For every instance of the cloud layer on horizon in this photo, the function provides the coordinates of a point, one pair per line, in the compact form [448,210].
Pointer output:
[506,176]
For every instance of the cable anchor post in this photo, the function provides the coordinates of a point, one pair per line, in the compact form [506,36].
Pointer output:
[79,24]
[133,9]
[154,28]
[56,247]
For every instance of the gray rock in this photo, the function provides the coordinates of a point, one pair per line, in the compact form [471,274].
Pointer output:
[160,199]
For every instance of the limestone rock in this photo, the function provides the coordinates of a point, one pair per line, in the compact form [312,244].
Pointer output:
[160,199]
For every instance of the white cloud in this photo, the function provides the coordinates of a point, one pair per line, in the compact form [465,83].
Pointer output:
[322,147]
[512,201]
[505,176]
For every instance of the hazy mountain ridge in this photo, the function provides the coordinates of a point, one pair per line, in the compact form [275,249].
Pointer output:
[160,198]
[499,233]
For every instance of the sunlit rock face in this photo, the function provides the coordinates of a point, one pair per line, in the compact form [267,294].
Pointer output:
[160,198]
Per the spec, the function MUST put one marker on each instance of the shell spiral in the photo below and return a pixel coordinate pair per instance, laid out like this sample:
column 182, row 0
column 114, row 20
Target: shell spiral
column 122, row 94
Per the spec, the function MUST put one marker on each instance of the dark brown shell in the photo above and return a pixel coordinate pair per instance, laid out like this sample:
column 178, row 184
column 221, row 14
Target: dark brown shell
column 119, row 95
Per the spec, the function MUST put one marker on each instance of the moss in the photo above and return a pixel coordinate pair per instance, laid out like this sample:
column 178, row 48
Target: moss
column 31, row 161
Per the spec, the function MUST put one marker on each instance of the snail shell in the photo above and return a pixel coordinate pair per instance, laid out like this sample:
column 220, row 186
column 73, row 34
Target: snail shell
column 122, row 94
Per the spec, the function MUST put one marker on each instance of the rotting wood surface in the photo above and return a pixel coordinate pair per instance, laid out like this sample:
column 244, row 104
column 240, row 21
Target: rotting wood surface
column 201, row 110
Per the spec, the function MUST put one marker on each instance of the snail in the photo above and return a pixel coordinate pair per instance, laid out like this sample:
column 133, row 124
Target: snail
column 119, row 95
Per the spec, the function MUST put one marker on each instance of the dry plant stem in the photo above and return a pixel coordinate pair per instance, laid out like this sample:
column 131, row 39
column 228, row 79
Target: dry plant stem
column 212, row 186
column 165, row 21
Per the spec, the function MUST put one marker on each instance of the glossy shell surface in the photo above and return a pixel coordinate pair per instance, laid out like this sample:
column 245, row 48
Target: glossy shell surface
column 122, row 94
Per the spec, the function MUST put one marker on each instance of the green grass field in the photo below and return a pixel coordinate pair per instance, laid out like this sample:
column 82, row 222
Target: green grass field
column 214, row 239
■ ■ ■ ■ ■
Find out how many lines of the listing above include the word "spec", and give that number alone.

▸ **Your solution**
9